**Aufgabe**
Zieh aus den folgenden Zeilen jede heraus, die das Wort „dress“ enthält. Groß- und Kleinschreibung müssen dabei übereinstimmen.

(Datensätze)
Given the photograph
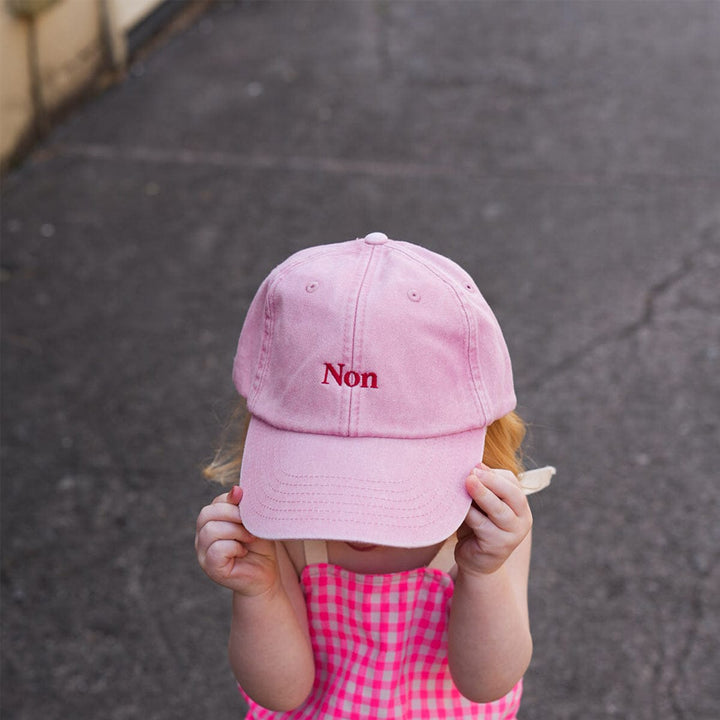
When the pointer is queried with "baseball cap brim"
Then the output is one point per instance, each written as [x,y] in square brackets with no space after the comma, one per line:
[386,491]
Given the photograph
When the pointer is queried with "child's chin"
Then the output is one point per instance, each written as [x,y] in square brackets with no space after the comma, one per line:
[361,547]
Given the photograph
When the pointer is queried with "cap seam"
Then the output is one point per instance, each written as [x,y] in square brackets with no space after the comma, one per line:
[358,325]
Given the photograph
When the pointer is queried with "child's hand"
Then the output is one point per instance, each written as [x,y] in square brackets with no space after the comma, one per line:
[228,553]
[496,523]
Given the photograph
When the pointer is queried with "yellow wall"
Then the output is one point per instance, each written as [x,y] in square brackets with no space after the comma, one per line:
[50,50]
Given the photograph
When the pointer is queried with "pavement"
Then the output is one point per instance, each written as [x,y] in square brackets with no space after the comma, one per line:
[566,153]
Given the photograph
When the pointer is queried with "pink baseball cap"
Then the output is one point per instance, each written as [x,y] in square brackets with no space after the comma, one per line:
[372,369]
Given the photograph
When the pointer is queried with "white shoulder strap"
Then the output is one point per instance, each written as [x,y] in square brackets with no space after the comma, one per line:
[315,552]
[533,481]
[445,558]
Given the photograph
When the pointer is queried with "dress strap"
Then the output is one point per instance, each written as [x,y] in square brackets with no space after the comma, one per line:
[315,552]
[533,481]
[445,558]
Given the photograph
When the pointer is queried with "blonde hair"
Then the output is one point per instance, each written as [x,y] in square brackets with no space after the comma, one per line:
[503,446]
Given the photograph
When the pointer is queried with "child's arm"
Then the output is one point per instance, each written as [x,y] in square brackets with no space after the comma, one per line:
[269,647]
[489,635]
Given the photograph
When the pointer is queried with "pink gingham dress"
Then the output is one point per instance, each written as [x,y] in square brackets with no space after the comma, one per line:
[380,650]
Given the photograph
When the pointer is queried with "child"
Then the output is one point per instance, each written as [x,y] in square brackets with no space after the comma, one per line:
[379,568]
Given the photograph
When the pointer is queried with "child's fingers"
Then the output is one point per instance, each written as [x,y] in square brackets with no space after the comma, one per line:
[496,508]
[505,486]
[233,496]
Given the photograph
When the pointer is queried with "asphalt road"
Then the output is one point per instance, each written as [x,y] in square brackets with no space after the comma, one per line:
[566,153]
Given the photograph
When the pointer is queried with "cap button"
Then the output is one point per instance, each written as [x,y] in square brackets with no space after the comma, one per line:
[376,239]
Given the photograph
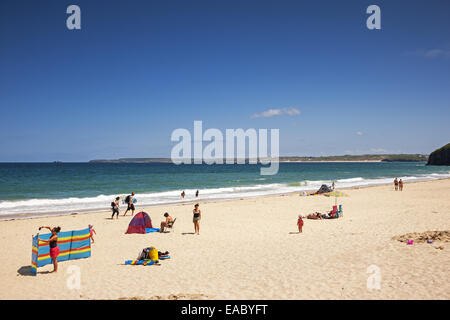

**Lösung**
When the pointer is queried with "dress strap"
When the pointer is queried with "pink gingham dress"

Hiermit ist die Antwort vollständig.